» Fonte:
----------------

E Bossetti spera. "Vado avanti, combatto, puoi immaginare quale sia il mio stato d'animo in attesa della Cassazione". Queste le parole del muratore di Mappello, intercettato in carcere mentre parla con la moglie Marita. L’audio è stato riportato dalla trasmissione Quarto Grado. "Sai che lotto, combatto" dice ancora Bossetti. "La speranza è che qualcosa di positivo possa cambiare". Poi il crollo nervoso: "Ci spero tantissimo Mari, perché sono stanco, stanco di continuare a subire tutto ingiustamente ed essere visto per quello che non sono". "Sono stanco, stanco di questo posto qua, stanco di tutto. Infine non ho mai chiesto un'assoluzione, ho semplicemente chiesto di poter ripetere un dato scientifico che fugherebbe ogni dubbio. Non so ma ci vuole così tanto a capirlo?".

----------------

» Dati grezzi:
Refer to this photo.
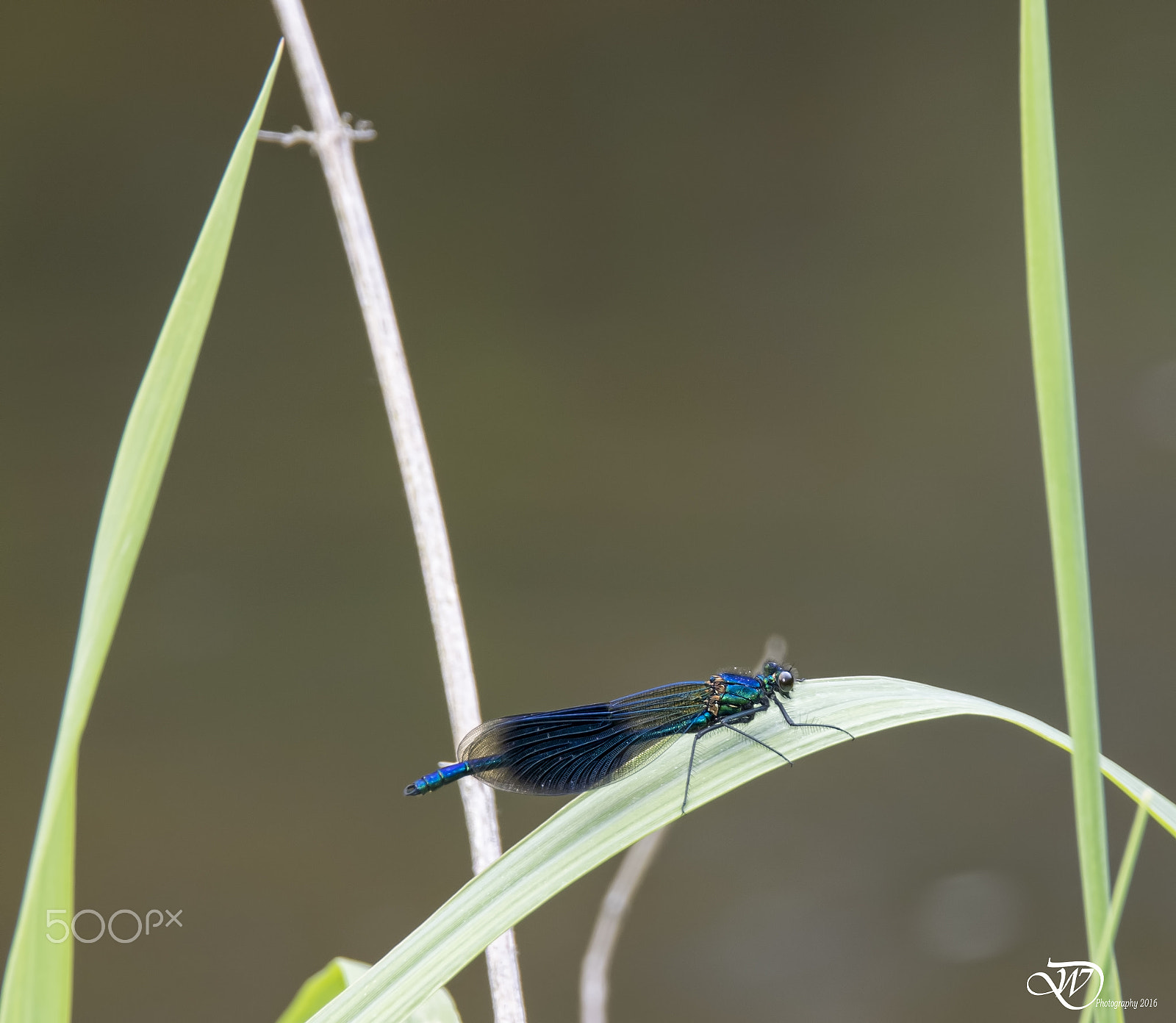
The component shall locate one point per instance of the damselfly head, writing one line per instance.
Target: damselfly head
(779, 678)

----------------

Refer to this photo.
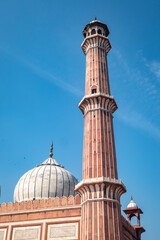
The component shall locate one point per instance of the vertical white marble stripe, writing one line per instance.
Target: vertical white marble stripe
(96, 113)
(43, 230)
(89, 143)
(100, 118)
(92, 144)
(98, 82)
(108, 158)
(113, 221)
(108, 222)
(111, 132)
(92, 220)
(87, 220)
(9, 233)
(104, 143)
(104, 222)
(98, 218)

----------------

» Consegna: Continua l'articolo sulle parole di Bossetti in attesa della Cassazione, partendo subito dopo l'ultima frase della fonte.

» Svolgimento:
Dal 14 giugno del 2014 l’uomo si trova in carcere per il delitto di Yara. Il muratore attende con ansia la decisione della Suprema Corte. Quest’ultima potrà o confermare la condanna all’ergastolo, oppure potrà ritenere che il processo nei gradi precedenti non sia stato svolto regolarmente (vale a dire che non sia stata correttamente applicata la legge processuale), decidendo quindi o di annullare la sentenza, rinviando nuovamente a giudizio l’imputatooppure (come avvenne per Raffaele Sollecito e Amanda Knox) senza rinvio, assolvendo così l’accusato.